> **Compito A**: Per favore, traduci in inglese questa frase del brano sul romanzo Vita da niente: "Con Vita da niente ci troviamo davanti a un gioiello."
> **Compito B**:
Rispondi a queste domande sul brano dedicato al romanzo Vita da niente, una risposta per riga:
(i) In quale località sta per compiersi l'omicidio?
(ii) Come si chiama la vittima?
(iii) Con quale mezzo la vittima sparge i semi della zizzania?
> **Compito C**: Prosegui il brano sul romanzo Vita da niente a partire dalla sua ultima frase.

Con Vita da niente ci troviamo davanti a un gioiello. A Manduwoc, località balneare a una stella, sta per compiersi un omicidio. La vittima, Luane Devor, non è una stinca di santa. “Era soprattutto una donna che amava lo scandalo, e ne viveva”, scrive di lei l’autore nell’attacco del romanzo. E il suo giochino preferito è quello di spargere i semi della zizzania per telefono contro chiunque, ovunque e per qualunque motivo. Parlate di me, magari male ma parlatene. Parlate di tutti, ma parlatene male. La sua vita s’attorciglia dentro questi due assiomi. Finché arriva il giorno del giudizio. Dato non da Dio, ma da uno dei poveretti con cui ha a che fare. Chi è l’assassino?

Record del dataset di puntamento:
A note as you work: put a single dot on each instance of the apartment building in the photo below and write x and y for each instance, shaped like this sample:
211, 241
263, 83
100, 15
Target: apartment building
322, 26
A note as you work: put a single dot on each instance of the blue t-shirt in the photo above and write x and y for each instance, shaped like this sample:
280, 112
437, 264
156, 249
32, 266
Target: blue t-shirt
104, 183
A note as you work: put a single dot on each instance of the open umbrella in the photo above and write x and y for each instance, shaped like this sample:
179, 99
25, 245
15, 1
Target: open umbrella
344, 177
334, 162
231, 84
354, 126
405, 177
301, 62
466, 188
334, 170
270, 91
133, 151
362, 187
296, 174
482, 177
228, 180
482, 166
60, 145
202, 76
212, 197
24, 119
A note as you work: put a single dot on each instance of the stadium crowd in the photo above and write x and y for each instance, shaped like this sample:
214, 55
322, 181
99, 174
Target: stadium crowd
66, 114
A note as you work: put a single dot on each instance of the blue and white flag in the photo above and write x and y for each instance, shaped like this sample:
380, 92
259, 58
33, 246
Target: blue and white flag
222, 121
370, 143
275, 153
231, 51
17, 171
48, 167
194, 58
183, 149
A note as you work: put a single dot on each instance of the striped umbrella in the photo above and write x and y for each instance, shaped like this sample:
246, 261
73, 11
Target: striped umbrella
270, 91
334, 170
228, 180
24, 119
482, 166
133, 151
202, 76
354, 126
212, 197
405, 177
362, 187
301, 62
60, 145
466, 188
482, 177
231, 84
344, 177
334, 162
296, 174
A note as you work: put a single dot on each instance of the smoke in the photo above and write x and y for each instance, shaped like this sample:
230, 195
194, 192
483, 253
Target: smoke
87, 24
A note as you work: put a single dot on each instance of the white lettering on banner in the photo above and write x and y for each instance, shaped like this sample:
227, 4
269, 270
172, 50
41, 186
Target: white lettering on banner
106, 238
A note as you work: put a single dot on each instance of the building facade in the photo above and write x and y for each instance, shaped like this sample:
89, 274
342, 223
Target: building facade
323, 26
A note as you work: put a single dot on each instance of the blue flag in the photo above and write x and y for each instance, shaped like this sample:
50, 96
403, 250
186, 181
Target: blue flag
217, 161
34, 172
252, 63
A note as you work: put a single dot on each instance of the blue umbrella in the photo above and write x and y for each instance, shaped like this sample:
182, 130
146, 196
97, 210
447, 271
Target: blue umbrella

> **Risposta A**: With Vita da niente we find ourselves before a gem.

> **Risposta B**:
(i) A Manduwoc.
(ii) Luane Devor.
(iii) Per telefono.

> **Risposta C**:
Gli undici personaggi che animano la storia passano in rassegna uno per uno. Uno per capitolo. Ciascuno con la sua versione e la sua storia personale. Raccontata in prima persona come durante l’interrogatorio, durante il processo. E il lettore-giudice è chiamato ad ascoltarli il più attentamente possibile. Ognuno può essere stato, ma solo uno può dirsi l’assassino. Anche se nessuno può dichiararsi del tutto innocente.

È la struttura narrativa a fare da colonna portante dell’intero romanzo, l’assoluta centralità del punto di vista soggettivo di tutti i protagonisti coinvolti (un’architettura che ricorda da vicino, ad esempio, Torno presto di James Barlow). Undici monologhi (più uno, quello della vittima) in cui disprezzo, invidia, gelosia, rabbia, egotismo, paura, opportunismo si rincorrono e si alternano senza che i portatori insani possano essere mai colpiti dalla cura della redenzione.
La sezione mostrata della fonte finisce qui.